[Task objective] Could you restate every record below word for word?

Start of Block

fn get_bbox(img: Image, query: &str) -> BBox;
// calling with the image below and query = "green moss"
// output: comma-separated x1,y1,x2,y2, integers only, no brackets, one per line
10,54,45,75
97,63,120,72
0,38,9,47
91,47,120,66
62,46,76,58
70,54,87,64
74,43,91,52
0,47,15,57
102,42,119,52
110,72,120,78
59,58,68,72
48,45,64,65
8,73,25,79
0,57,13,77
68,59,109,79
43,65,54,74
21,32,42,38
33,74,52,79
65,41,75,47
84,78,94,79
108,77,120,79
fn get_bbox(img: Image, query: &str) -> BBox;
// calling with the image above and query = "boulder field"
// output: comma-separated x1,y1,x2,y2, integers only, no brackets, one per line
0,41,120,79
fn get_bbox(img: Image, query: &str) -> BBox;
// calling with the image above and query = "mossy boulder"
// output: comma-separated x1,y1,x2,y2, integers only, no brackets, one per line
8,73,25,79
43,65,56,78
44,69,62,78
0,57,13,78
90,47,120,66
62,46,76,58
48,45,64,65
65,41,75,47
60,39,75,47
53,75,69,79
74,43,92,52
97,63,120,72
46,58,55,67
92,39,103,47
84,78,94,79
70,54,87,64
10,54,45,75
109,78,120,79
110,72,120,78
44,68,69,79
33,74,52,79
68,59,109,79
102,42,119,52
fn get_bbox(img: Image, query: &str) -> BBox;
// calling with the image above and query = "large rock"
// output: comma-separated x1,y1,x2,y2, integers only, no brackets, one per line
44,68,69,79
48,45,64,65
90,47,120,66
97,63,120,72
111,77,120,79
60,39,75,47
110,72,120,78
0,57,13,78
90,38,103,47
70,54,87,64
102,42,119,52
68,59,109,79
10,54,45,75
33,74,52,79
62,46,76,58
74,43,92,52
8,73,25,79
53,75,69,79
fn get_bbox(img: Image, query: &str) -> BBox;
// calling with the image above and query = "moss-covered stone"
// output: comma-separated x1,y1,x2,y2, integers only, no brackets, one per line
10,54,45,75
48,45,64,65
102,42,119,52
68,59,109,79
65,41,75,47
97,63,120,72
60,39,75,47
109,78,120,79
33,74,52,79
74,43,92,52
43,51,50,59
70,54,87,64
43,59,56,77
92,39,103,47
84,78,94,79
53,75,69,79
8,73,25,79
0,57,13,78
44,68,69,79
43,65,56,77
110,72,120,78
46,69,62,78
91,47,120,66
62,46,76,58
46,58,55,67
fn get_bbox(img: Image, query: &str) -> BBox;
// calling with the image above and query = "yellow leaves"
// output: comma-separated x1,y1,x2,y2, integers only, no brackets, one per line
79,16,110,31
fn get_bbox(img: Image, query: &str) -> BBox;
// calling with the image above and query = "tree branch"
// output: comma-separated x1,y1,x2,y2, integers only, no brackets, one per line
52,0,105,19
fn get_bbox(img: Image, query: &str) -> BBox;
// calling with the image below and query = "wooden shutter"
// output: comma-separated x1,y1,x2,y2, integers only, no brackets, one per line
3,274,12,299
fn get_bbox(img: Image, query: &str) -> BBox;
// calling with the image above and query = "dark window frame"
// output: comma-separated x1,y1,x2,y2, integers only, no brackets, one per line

End of Block

[Result of the task]
fn get_bbox(img: Image, query: &str) -> BBox;
// calling with the image below and query = "green moss"
// output: comma-separated x1,y1,x2,y2, integers only, no brackets, one per line
10,54,45,75
97,63,120,72
0,38,9,47
91,47,120,66
62,46,76,58
70,54,87,64
74,43,91,52
0,47,15,57
102,42,119,52
110,72,120,78
59,58,68,72
48,45,64,65
8,73,25,79
0,57,13,77
68,59,109,79
43,65,54,74
21,32,42,38
33,74,52,79
65,41,75,47
84,78,94,79
108,77,120,79
fn get_bbox(img: Image, query: &str) -> BBox;
// calling with the image above and query = "boulder field"
// output: comma-separated x1,y1,x2,y2, integers only, no brackets, one per line
0,41,120,79
fn get_bbox(img: Image, query: &str) -> BBox;
// calling with the image above and query = "mossy boulder"
// output: comma-separated x1,y1,x2,y2, integers only, no brackets, one per line
8,73,25,79
43,65,56,78
44,69,62,78
0,57,13,78
90,47,120,66
62,46,76,58
48,45,64,65
65,41,75,47
60,39,75,47
53,75,69,79
74,43,92,52
97,63,120,72
46,58,55,67
92,39,103,47
84,78,94,79
70,54,87,64
10,54,45,75
109,78,120,79
110,72,120,78
44,68,69,79
33,74,52,79
68,59,109,79
102,42,119,52
fn get_bbox(img: Image, query: &str) -> BBox;
// calling with the image above and query = "large rock"
// output: comma-separated x1,y1,x2,y2, integers only, no brackets, one per line
44,68,69,79
48,45,64,65
90,47,120,66
97,63,120,72
111,77,120,79
60,39,75,47
110,72,120,78
0,57,13,78
90,38,103,47
70,54,87,64
102,42,119,52
68,59,109,79
10,54,45,75
33,74,52,79
62,46,76,58
74,43,92,52
8,73,25,79
53,75,69,79
fn get_bbox(img: Image, query: &str) -> BBox;
// calling with the image above and query = "moss-covered stone"
// output: comma-separated x1,y1,x2,y2, integers only, no brackets, one per line
10,54,45,75
48,45,64,65
102,42,119,52
68,59,109,79
65,41,75,47
97,63,120,72
60,39,75,47
109,78,120,79
33,74,52,79
74,43,92,52
43,51,50,59
70,54,87,64
43,59,56,77
92,39,103,47
84,78,94,79
53,75,69,79
8,73,25,79
0,57,13,78
44,68,69,79
43,65,56,77
110,72,120,78
46,69,62,78
91,47,120,66
62,46,76,58
46,58,55,67
fn get_bbox(img: Image, query: &str) -> BBox;
// calling with the image above and query = "yellow leaves"
// output: comma-separated x1,y1,x2,y2, integers only, no brackets, one per line
79,16,110,31
fn get_bbox(img: Image, query: &str) -> BBox;
// calling with the image above and query = "tree branch"
// output: comma-separated x1,y1,x2,y2, integers only, no brackets, one per line
52,0,105,19
fn get_bbox(img: Image, query: &str) -> BBox;
// calling with the image below and query = "wooden shutter"
// output: comma-separated x1,y1,x2,y2, integers only, no brackets, one per line
3,274,12,299
fn get_bbox(img: Image, query: &str) -> BBox;
// calling with the image above and query = "dark window frame"
// output: comma-separated x1,y1,x2,y2, integers only, no brackets, one per line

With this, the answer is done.